- [TRECHO]
━━━━━━━━━━

Ademais, a pressuposição igualitária de cada pessoa contando precisamente como um é dificilmente evidente em si mesma. Por que não algum sistema de pesos? Novamente, nós temos um objeto de fé não-examinado e não-científico no seio do utilitarismo.

Finalmente, enquanto o utilitarismo falsamente assume que ou moral ou ético seja um dado puramente subjetivo para cada indivíduo, ele, ao contrário, assume que estes desejos subjetivos podem ser adicionados, subtraídos, e pesados entre vários indivíduos na sociedade de modo a resultar no cálculo de uma felicidade social máxima. Mas como pode uma “utilidade social” ou “custo social” objetivo e calculável surgir de desejos puramente subjetivos, especialmente considerando que os desejos ou utilidades subjetivos são estritamente ordinais, e não podem ser comparados, adicionados ou subtraídos entre pessoas diferentes? A verdade, então, é o oposto das pressuposições centrais do utilitarismo. Os princípios morais, que o utilitarismo rejeita como mera emoção subjetiva, são intersubjetivos e podem ser usados para persuadir diversas pessoas; enquanto utilidades e custos são puramente subjetivos a cada indivíduo e portanto não podem ser comparados ou ponderados entre pessoas.

━━━━━━━━━━

- [SOLICITAÇÃO ESCRITA 1] Devolva na íntegra o trecho sobre o utilitarismo, sem nenhuma alteração.

━━━━━━━━━━

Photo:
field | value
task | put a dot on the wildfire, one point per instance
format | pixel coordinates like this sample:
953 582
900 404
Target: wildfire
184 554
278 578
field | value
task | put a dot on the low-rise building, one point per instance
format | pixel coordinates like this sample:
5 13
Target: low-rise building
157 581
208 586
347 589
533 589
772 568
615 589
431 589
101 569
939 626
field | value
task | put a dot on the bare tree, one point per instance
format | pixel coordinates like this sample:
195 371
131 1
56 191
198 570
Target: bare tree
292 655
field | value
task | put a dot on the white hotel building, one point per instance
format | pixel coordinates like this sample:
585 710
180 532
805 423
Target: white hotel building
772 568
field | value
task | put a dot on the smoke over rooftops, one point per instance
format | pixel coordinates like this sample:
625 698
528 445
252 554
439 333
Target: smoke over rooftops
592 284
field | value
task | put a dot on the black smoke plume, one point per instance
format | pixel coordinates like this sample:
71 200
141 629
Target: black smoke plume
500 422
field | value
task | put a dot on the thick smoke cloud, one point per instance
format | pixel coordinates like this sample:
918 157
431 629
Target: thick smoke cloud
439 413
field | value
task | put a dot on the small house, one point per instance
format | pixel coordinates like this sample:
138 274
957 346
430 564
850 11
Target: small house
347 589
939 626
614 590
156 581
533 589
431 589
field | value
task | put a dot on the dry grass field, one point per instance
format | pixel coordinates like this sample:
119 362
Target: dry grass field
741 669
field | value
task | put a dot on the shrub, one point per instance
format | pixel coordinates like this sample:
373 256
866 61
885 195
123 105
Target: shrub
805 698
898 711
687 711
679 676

━━━━━━━━━━

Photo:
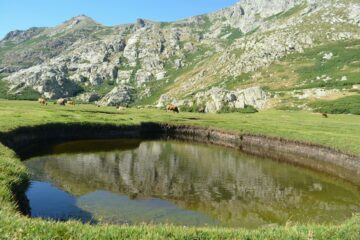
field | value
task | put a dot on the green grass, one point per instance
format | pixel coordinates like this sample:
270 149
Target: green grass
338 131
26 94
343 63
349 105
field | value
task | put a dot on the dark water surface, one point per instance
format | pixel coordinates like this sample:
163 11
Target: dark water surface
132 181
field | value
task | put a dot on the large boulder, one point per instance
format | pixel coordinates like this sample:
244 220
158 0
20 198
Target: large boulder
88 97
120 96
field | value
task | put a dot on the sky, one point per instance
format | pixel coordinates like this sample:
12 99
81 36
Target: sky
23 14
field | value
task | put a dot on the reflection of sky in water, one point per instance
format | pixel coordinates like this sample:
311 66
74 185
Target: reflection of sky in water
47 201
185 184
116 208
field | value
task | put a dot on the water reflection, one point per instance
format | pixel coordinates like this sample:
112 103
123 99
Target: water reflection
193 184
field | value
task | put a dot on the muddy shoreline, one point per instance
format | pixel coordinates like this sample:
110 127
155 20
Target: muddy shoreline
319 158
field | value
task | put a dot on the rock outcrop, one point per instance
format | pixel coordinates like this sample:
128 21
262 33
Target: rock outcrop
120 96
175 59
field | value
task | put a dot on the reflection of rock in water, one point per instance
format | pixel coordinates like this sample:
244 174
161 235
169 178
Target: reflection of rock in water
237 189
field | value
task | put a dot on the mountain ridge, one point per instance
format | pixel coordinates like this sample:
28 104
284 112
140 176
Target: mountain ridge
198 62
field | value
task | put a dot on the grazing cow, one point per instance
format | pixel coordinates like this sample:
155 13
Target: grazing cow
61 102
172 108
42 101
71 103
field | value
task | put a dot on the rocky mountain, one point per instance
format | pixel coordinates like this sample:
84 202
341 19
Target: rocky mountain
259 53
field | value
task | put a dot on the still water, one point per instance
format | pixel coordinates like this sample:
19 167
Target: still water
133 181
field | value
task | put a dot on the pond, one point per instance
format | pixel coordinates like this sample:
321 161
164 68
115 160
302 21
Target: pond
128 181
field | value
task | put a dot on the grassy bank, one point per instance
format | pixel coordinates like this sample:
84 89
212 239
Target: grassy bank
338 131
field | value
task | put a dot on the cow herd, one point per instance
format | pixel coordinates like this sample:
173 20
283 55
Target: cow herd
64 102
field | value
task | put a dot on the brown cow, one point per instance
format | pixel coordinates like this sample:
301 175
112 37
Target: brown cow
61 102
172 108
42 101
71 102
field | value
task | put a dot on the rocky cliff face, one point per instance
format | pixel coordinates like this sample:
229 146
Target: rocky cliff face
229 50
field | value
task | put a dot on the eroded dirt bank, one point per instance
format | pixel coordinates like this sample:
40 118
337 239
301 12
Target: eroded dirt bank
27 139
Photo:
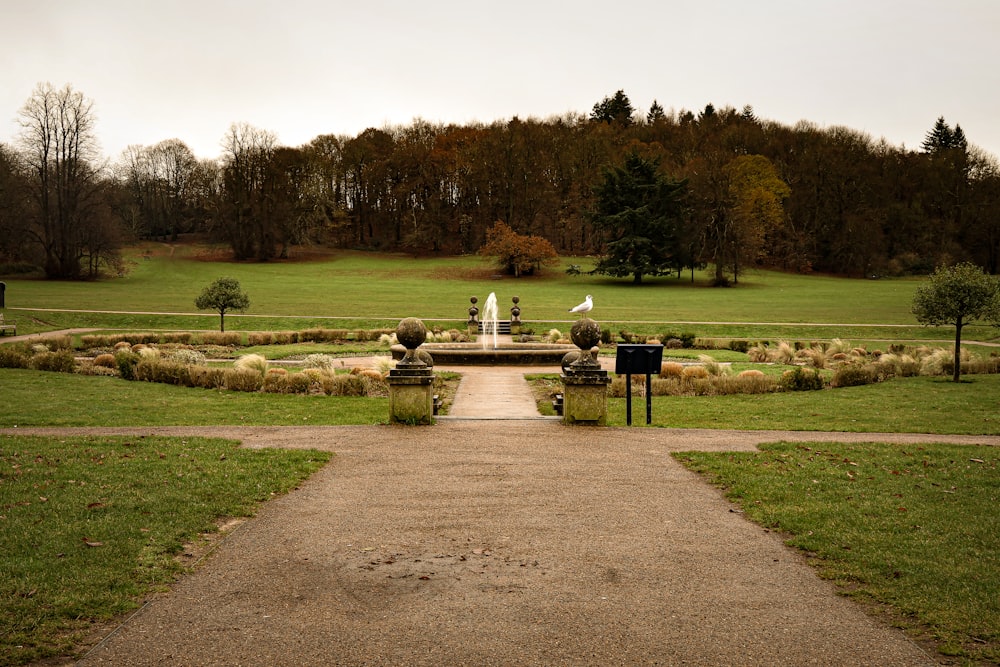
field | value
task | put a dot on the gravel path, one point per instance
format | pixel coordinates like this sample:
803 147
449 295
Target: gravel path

━━━━━━━━━━

- [SOLICITAÇÃO ESCRITA 2] Selecione e copie cada linha dos registros em que aparece a palavra "shoreline". A diferença entre maiúsculas e minúsculas deve ser respeitada.

- [SOLUÇÃO DO EXERCÍCIO 1]
Ademais, a pressuposição igualitária de cada pessoa contando precisamente como um é dificilmente evidente em si mesma. Por que não algum sistema de pesos? Novamente, nós temos um objeto de fé não-examinado e não-científico no seio do utilitarismo.

Finalmente, enquanto o utilitarismo falsamente assume que ou moral ou ético seja um dado puramente subjetivo para cada indivíduo, ele, ao contrário, assume que estes desejos subjetivos podem ser adicionados, subtraídos, e pesados entre vários indivíduos na sociedade de modo a resultar no cálculo de uma felicidade social máxima. Mas como pode uma “utilidade social” ou “custo social” objetivo e calculável surgir de desejos puramente subjetivos, especialmente considerando que os desejos ou utilidades subjetivos são estritamente ordinais, e não podem ser comparados, adicionados ou subtraídos entre pessoas diferentes? A verdade, então, é o oposto das pressuposições centrais do utilitarismo. Os princípios morais, que o utilitarismo rejeita como mera emoção subjetiva, são intersubjetivos e podem ser usados para persuadir diversas pessoas; enquanto utilidades e custos são puramente subjetivos a cada indivíduo e portanto não podem ser comparados ou ponderados entre pessoas.

- [SOLUÇÃO DO EXERCÍCIO 2]
task | put a dot on the muddy shoreline, one point per instance
Target: muddy shoreline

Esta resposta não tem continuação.